### AIM
How many lines of the listing below contain the string "Target"? Case counts. Reply with the number alone.

### RECORDS FOR THIS TASK
○ ○ ○
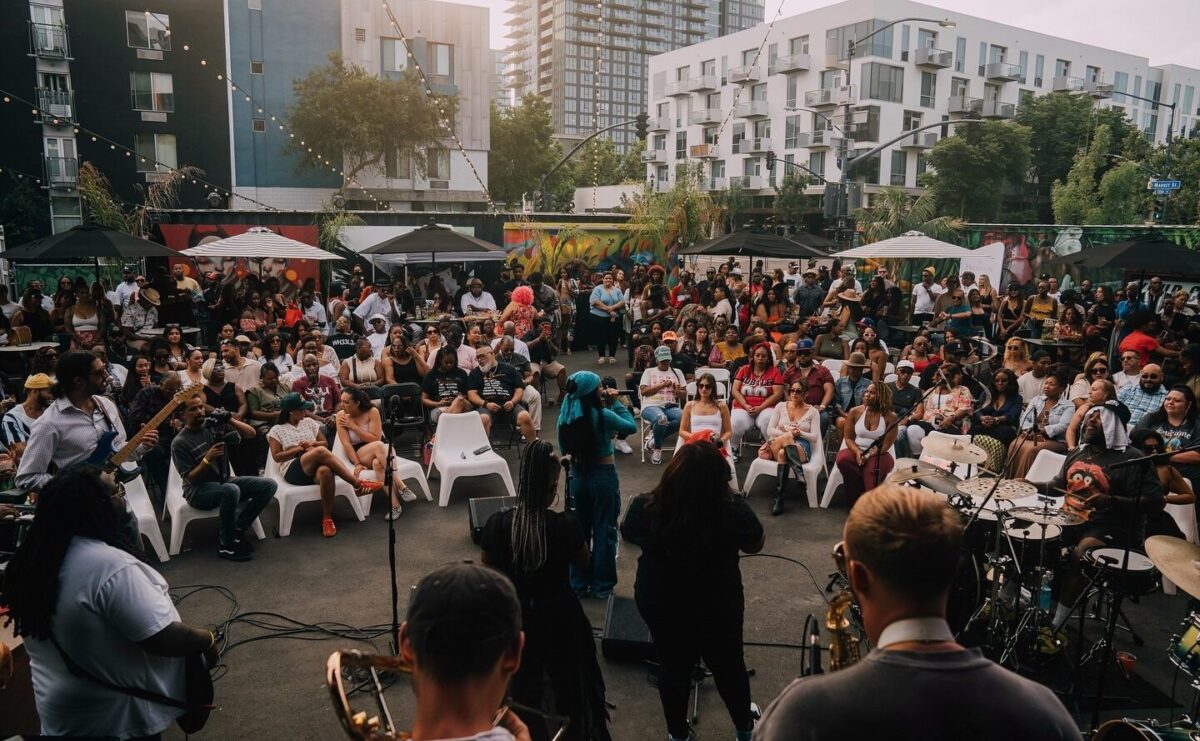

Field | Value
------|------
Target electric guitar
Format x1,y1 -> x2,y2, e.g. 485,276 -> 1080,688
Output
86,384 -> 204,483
○ ○ ○
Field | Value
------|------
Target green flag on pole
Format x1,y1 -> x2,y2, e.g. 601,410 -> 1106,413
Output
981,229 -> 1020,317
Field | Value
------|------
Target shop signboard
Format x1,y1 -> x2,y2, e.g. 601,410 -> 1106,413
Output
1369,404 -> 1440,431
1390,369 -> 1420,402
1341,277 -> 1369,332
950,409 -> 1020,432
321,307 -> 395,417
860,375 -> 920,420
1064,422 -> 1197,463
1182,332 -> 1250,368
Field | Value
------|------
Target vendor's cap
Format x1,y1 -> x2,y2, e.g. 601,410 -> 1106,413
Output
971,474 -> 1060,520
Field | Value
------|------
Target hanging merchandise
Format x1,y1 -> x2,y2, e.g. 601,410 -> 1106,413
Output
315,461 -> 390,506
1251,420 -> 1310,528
○ ○ ○
### WORKED SOLUTION
5